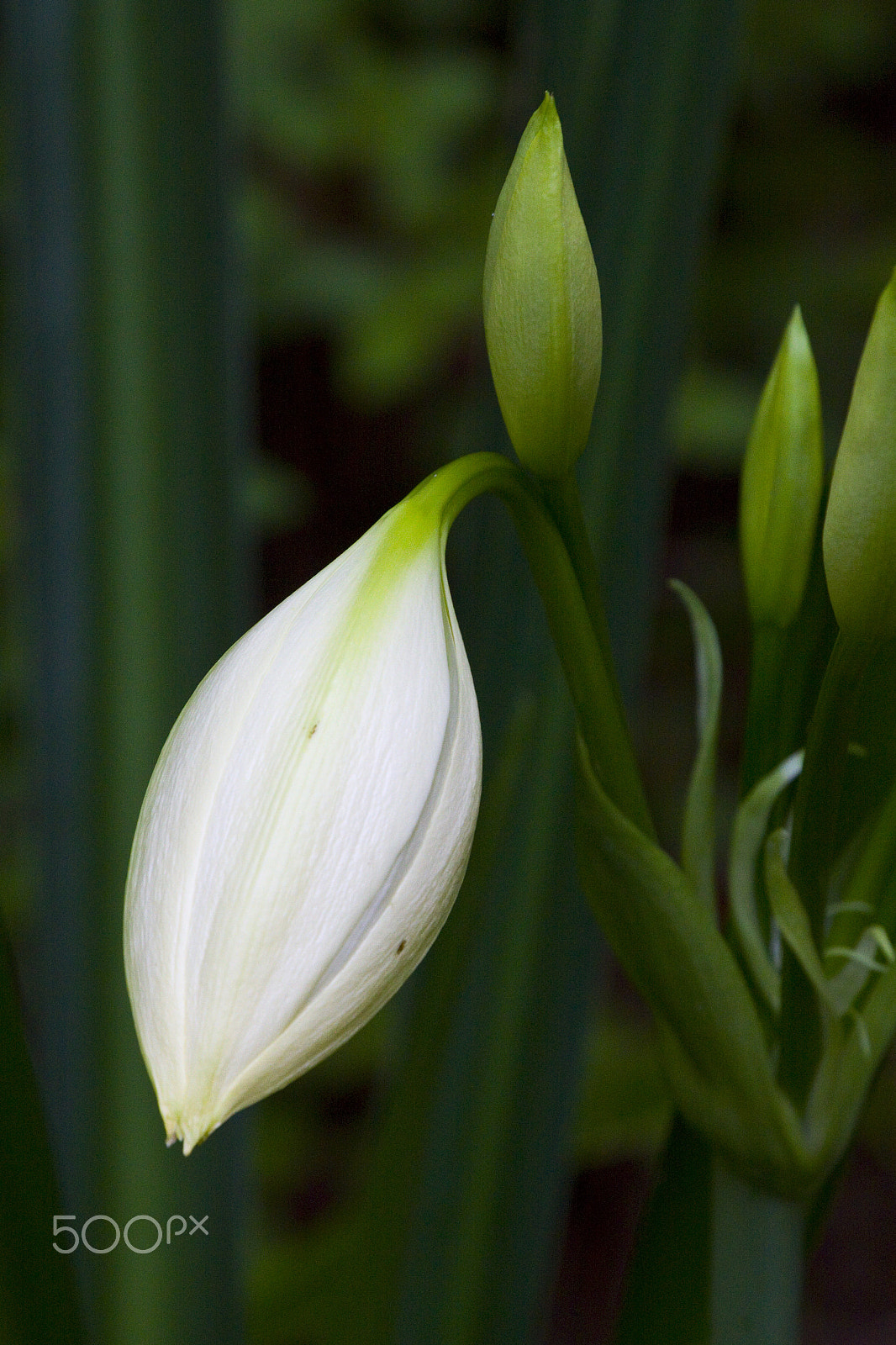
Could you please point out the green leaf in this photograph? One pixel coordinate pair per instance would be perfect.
(710, 1035)
(698, 831)
(746, 844)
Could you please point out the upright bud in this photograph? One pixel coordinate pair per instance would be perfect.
(782, 482)
(307, 826)
(542, 304)
(860, 525)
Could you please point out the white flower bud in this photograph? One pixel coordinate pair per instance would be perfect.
(306, 829)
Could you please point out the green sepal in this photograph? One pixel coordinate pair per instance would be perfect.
(698, 829)
(709, 1032)
(790, 914)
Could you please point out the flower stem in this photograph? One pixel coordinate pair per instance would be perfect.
(815, 813)
(588, 670)
(756, 1263)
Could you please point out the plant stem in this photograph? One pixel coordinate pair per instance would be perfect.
(762, 735)
(589, 676)
(756, 1263)
(815, 813)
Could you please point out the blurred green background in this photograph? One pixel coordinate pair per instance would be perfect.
(340, 161)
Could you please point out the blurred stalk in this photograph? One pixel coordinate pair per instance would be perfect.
(129, 427)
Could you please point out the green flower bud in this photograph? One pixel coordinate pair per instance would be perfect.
(860, 525)
(782, 482)
(541, 304)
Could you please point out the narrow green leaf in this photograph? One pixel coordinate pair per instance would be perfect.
(698, 831)
(667, 939)
(790, 912)
(747, 841)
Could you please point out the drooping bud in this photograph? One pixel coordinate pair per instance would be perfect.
(860, 524)
(307, 826)
(541, 304)
(781, 483)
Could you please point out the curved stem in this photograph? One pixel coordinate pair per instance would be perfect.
(589, 674)
(756, 1263)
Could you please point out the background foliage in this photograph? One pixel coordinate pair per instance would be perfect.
(372, 143)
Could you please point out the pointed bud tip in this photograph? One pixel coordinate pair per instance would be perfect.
(782, 482)
(541, 303)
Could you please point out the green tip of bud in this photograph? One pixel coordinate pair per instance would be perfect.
(782, 483)
(860, 525)
(541, 304)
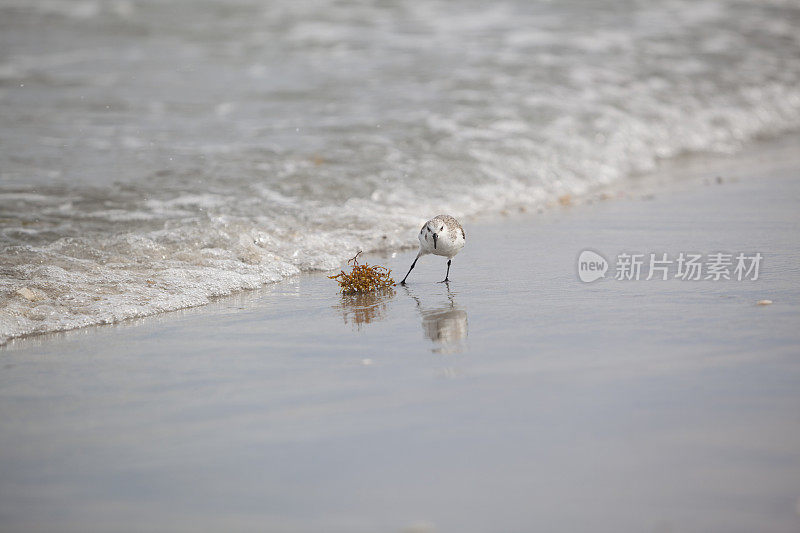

-=-=-=-=-

Exercise instructions: Recast every line of the records above as a Markdown table with the columns Row and Line. Leave out blank lines and the pictures.

Answer to the task:
| Row | Line |
|---|---|
| 1 | Could you please point out the green leaf in this photograph? One pixel coordinate pair per instance would be perfect. |
| 2 | (710, 1035) |
| 3 | (698, 831) |
| 4 | (746, 844) |
| 5 | Could you please point out the upright bud in this photograph? One pixel coordinate pair per instance would be perfect. |
| 6 | (782, 482) |
| 7 | (307, 826) |
| 8 | (542, 304) |
| 9 | (860, 525) |
| 10 | Could you please point out the white flower bud in this photograph? One pixel coordinate pair per instance would be perfect. |
| 11 | (306, 829) |
| 12 | Could you please point out the green sepal in this photograph? One pixel coordinate pair per instance would be perfect. |
| 13 | (698, 829) |
| 14 | (709, 1032) |
| 15 | (790, 914) |
| 16 | Could you please point out the flower stem in this photograph? One pixel coordinate pair per instance would be perfect. |
| 17 | (815, 813) |
| 18 | (588, 670) |
| 19 | (756, 1263) |
| 20 | Could you please point out the plant stem in this photograph? One pixel coordinate pair per instance would be perfect. |
| 21 | (762, 735) |
| 22 | (589, 676) |
| 23 | (756, 1263) |
| 24 | (815, 813) |
| 25 | Could you please point out the blurred green background in this photograph? One pixel coordinate pair per instance would be perfect. |
| 26 | (340, 161) |
| 27 | Could you please point out the blurred stalk in this photograph? One pixel coordinate pair per instance would be perfect. |
| 28 | (129, 427) |
| 29 | Could you please point out the green flower bud in this photograph? One pixel coordinate pair per instance would be perfect. |
| 30 | (860, 525) |
| 31 | (782, 482) |
| 32 | (541, 304) |
| 33 | Could you please point out the narrow green leaf in this photograph? One pixel coordinate pair per instance would be perfect. |
| 34 | (698, 831) |
| 35 | (667, 939) |
| 36 | (790, 912) |
| 37 | (747, 841) |
| 38 | Could you please point out the drooping bud in this photograph? One pixel coordinate pair per instance would be perfect. |
| 39 | (860, 524) |
| 40 | (307, 826) |
| 41 | (541, 304) |
| 42 | (781, 483) |
| 43 | Could you please point out the curved stem in this photograph? One pixel coordinate pair per instance would be perfect. |
| 44 | (589, 674) |
| 45 | (756, 1263) |
| 46 | Could you please point out the background foliage in this photograph? One pixel coordinate pair per instance would be perfect. |
| 47 | (372, 143) |
| 48 | Could you please point out the pointed bud tip in this photograph? One pixel coordinate pair per instance would be perfect. |
| 49 | (782, 482) |
| 50 | (541, 303) |
| 51 | Could you please point out the green tip of bud in this photograph? One pixel coordinate pair per instance would be perfect. |
| 52 | (782, 483) |
| 53 | (860, 525) |
| 54 | (541, 304) |